**EXERCISES**
1. Reproduce word for word the passage of the interview excerpt that begins with "Brian: Yes, there’s" and ends after "in novel ways.".
2. Return every line of the listing that contains the string "grapevine", matching case exactly.

Brian: Yes, there’s a bunch of them. Being from Detroit originally, I definitely am interested in a lot of the Midwest stuff—so, obviously Detroit techno, aspects of Chicago house, Chicago industrial, so that’s a lot of the old school stuff, electro. But then all the modern versions of those things, synthpop, IDM, electro house, generally dub and anything dub influenced, down tempo. A lot of British music is really influential to me in general. So mainly anything that’s not super mainstream. I work with people that do mainstream stuff, but my own music tends to be some combination of those kind of classic underground styles, kind of put together in novel ways.

RRFC: What do you feel differentiates electronic music as far as the needs for learning audio engineering and music production as opposed to other styles of music? Can you elaborate on what goes into your particular focus?

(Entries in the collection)
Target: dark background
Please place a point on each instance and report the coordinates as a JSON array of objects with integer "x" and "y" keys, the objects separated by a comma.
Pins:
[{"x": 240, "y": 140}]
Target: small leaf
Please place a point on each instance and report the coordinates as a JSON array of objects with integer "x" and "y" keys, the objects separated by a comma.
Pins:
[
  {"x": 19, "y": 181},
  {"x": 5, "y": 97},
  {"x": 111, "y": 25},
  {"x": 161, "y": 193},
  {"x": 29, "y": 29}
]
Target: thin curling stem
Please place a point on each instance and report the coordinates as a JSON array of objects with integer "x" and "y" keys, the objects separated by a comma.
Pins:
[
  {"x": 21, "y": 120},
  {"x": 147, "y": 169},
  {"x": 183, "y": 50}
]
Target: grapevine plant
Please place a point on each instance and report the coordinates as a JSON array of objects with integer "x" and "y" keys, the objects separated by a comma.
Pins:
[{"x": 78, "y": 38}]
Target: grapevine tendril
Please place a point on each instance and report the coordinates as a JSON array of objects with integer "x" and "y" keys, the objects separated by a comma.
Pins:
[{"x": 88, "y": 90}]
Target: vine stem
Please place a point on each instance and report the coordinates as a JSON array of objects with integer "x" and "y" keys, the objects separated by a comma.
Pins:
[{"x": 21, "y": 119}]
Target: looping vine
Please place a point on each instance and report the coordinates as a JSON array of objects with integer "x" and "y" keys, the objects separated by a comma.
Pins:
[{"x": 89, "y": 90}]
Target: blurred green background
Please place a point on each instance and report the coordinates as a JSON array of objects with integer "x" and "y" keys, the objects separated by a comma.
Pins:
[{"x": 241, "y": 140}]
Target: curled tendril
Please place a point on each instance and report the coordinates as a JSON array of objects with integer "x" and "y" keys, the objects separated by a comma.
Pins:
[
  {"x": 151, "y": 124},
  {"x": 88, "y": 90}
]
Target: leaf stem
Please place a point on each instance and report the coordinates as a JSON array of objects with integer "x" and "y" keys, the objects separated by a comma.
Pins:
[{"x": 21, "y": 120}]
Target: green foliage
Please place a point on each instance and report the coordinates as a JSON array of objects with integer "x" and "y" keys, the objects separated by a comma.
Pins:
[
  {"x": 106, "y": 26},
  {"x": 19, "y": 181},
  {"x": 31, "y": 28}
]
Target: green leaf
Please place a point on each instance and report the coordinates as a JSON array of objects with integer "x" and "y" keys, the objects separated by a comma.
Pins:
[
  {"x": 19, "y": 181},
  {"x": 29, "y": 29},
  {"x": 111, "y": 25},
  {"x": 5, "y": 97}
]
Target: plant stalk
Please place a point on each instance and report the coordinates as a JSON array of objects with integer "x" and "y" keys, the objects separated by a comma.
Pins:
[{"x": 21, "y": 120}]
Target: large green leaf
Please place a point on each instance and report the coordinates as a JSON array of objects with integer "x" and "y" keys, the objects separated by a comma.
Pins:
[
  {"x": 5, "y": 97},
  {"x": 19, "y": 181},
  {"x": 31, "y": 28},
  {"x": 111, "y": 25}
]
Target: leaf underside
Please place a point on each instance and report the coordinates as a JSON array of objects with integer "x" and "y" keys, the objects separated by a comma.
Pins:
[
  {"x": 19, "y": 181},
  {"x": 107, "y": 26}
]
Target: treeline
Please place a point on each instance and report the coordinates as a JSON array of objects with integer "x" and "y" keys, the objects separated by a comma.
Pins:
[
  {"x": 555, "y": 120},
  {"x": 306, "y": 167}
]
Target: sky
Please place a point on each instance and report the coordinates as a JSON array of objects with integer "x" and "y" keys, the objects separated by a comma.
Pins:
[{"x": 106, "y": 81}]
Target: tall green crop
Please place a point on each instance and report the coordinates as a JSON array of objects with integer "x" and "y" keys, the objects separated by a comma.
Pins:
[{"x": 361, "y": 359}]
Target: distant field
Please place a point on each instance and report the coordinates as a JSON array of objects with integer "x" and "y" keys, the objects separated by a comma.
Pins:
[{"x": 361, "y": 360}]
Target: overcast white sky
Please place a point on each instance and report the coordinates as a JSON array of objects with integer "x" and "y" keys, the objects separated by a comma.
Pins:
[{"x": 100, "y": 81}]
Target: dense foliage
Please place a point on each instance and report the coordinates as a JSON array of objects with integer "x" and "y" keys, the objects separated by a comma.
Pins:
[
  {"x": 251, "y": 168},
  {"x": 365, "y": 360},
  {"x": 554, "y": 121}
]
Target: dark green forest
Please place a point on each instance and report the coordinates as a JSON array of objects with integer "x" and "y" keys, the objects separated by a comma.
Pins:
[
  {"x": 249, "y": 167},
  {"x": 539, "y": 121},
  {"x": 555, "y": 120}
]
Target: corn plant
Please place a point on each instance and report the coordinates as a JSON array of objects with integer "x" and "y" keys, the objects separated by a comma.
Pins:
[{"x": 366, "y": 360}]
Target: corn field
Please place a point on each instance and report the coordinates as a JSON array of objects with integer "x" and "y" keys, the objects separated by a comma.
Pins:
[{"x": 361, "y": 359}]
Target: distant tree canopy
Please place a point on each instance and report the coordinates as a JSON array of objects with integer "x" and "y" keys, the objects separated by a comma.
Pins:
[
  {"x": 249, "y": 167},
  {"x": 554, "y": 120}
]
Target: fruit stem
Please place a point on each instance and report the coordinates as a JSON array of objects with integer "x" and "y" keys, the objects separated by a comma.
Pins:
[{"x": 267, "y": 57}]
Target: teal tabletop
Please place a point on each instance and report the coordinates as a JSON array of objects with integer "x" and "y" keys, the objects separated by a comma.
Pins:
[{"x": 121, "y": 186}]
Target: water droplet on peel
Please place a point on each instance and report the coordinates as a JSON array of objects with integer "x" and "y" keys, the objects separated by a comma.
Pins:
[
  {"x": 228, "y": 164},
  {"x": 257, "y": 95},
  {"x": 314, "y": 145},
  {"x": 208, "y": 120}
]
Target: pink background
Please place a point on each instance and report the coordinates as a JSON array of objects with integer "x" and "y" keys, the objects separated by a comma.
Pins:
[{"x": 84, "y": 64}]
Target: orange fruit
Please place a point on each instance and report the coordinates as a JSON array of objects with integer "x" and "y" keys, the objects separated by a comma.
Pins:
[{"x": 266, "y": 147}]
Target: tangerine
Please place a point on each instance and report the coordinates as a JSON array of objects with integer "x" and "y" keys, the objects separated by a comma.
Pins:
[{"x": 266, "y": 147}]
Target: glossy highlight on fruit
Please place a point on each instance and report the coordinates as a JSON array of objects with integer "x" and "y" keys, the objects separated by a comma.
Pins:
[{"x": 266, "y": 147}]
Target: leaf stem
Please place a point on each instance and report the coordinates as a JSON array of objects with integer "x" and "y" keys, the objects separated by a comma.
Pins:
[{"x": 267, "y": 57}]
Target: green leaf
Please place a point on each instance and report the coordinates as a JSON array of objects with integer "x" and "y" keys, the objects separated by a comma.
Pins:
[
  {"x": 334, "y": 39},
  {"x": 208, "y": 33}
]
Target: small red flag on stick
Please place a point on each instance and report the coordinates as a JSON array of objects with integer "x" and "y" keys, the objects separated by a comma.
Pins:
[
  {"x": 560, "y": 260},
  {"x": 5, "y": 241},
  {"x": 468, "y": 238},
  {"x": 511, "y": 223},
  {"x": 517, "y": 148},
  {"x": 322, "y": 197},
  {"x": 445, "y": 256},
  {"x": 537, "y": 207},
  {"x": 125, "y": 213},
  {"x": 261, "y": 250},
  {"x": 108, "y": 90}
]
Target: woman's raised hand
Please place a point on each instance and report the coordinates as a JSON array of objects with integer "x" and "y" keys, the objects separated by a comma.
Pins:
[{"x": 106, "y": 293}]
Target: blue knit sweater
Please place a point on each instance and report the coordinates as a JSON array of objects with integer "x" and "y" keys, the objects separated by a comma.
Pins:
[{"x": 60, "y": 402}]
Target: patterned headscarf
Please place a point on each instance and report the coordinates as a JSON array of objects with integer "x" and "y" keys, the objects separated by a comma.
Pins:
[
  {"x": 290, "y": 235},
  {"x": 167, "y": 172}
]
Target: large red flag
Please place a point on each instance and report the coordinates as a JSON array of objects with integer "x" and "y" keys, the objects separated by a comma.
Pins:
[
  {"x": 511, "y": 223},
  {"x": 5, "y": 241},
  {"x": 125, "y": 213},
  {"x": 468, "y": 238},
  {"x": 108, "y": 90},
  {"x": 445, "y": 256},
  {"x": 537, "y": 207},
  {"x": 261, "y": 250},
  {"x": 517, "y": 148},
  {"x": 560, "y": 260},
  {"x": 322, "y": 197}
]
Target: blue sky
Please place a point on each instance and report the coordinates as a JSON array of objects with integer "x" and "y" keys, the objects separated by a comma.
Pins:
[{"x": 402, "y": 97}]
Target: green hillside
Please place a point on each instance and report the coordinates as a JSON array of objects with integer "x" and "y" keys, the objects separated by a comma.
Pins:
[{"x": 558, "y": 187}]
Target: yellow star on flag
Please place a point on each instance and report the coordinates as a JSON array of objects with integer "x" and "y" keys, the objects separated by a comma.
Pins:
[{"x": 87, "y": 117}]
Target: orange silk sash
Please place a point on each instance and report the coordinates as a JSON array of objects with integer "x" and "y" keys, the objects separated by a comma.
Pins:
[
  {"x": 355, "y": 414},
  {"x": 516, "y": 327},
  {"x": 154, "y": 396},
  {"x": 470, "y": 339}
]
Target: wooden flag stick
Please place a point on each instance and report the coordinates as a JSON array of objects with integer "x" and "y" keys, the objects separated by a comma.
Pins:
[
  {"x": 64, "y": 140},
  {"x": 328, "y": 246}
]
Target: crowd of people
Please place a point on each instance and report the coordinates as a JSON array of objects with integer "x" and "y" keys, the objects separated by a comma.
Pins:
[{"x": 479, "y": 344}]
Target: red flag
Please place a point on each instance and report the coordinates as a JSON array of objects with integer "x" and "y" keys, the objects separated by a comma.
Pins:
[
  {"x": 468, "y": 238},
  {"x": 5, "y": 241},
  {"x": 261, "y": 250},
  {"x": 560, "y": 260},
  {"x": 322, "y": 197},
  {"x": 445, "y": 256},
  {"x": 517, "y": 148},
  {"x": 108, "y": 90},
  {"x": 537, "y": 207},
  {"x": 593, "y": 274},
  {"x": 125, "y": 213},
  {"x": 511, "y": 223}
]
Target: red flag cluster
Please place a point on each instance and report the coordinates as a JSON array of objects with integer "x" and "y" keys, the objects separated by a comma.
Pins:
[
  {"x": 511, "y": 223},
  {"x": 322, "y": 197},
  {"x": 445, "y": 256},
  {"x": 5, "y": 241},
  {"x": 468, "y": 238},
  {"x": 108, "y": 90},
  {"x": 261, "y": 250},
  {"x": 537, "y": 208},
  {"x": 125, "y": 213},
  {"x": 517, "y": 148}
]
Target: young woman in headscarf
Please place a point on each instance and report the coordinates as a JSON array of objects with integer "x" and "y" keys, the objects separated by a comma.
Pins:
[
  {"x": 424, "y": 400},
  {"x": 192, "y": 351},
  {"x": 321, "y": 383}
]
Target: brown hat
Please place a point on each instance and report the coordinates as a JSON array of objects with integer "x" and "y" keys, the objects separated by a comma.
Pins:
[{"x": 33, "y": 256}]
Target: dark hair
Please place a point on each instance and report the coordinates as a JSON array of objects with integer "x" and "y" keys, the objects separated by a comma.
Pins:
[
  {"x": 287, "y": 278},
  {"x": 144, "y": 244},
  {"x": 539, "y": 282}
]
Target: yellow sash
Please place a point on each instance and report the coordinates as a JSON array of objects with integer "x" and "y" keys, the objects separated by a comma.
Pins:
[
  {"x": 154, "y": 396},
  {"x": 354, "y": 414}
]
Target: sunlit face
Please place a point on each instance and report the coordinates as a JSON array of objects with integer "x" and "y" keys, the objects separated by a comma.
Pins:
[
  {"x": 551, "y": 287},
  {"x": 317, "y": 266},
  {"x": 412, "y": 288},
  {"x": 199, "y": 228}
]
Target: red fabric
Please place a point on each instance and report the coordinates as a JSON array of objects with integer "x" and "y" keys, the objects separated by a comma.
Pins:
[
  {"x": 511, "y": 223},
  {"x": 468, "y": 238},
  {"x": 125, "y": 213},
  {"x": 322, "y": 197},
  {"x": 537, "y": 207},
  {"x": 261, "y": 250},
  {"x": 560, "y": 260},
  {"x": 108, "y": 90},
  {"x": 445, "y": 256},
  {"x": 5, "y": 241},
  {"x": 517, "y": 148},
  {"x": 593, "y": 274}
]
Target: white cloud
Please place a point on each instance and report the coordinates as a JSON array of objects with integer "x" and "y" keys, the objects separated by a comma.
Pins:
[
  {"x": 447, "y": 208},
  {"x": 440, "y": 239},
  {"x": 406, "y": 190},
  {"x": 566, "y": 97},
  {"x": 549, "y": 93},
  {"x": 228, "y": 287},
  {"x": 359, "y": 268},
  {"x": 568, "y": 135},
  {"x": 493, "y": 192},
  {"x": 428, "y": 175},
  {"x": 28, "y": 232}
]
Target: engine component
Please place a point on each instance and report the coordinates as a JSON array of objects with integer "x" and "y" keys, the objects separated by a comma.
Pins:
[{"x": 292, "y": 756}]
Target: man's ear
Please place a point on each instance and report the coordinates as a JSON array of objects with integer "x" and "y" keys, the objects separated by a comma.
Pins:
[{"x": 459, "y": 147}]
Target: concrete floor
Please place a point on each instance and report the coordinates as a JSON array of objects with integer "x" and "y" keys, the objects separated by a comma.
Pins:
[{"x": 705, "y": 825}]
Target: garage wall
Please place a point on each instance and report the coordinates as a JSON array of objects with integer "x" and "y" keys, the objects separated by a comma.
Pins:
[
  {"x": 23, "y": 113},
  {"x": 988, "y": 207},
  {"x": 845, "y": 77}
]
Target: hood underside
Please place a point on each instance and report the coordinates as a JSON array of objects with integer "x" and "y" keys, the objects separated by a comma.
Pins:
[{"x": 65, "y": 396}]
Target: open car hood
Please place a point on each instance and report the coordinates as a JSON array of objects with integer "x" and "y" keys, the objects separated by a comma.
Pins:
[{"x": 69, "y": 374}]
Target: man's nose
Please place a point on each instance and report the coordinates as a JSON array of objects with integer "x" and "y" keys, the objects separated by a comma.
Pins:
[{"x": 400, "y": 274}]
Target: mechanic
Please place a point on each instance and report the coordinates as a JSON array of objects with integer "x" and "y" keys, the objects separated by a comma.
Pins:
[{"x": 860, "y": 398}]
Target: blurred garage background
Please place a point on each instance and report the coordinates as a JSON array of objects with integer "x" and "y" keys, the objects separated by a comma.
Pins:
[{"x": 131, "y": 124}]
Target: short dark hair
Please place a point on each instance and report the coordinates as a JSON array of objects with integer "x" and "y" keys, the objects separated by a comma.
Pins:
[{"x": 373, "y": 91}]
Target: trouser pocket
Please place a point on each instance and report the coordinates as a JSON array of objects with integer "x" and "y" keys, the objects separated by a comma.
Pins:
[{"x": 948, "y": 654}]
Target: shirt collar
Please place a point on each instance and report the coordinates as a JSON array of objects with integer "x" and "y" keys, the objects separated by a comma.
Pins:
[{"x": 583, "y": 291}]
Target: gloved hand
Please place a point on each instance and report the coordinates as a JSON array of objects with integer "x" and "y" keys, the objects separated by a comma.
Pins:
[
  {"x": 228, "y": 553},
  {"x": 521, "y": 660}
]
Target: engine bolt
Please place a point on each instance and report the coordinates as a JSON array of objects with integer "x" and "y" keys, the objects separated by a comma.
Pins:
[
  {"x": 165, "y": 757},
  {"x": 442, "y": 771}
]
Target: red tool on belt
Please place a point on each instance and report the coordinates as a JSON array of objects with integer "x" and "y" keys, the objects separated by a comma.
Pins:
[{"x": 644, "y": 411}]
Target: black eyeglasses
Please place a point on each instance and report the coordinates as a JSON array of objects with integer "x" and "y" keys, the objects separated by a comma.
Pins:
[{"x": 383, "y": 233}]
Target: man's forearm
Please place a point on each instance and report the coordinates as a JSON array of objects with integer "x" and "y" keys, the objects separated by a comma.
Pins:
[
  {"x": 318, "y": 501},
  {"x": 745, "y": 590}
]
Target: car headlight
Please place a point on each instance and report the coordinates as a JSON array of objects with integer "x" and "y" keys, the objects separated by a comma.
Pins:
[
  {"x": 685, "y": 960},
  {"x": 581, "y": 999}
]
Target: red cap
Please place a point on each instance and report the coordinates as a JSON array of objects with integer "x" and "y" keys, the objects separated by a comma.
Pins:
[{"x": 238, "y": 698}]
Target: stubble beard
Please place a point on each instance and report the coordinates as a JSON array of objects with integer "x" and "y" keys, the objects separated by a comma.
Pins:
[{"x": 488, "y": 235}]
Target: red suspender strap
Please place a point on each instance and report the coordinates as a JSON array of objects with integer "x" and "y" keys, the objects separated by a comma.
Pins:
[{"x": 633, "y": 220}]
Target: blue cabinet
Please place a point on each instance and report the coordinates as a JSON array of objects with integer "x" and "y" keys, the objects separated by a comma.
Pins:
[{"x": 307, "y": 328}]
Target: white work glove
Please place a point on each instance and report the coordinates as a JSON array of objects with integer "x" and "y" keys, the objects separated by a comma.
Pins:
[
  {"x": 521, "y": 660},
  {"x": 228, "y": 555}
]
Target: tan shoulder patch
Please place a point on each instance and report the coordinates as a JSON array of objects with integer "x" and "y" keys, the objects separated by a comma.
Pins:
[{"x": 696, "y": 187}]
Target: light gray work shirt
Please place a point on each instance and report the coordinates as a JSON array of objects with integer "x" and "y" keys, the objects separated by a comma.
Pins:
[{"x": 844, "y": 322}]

**SOLVED TASKS**
1.
Brian: Yes, there’s a bunch of them. Being from Detroit originally, I definitely am interested in a lot of the Midwest stuff—so, obviously Detroit techno, aspects of Chicago house, Chicago industrial, so that’s a lot of the old school stuff, electro. But then all the modern versions of those things, synthpop, IDM, electro house, generally dub and anything dub influenced, down tempo. A lot of British music is really influential to me in general. So mainly anything that’s not super mainstream. I work with people that do mainstream stuff, but my own music tends to be some combination of those kind of classic underground styles, kind of put together in novel ways.

2.
Target: grapevine plant
Target: grapevine tendril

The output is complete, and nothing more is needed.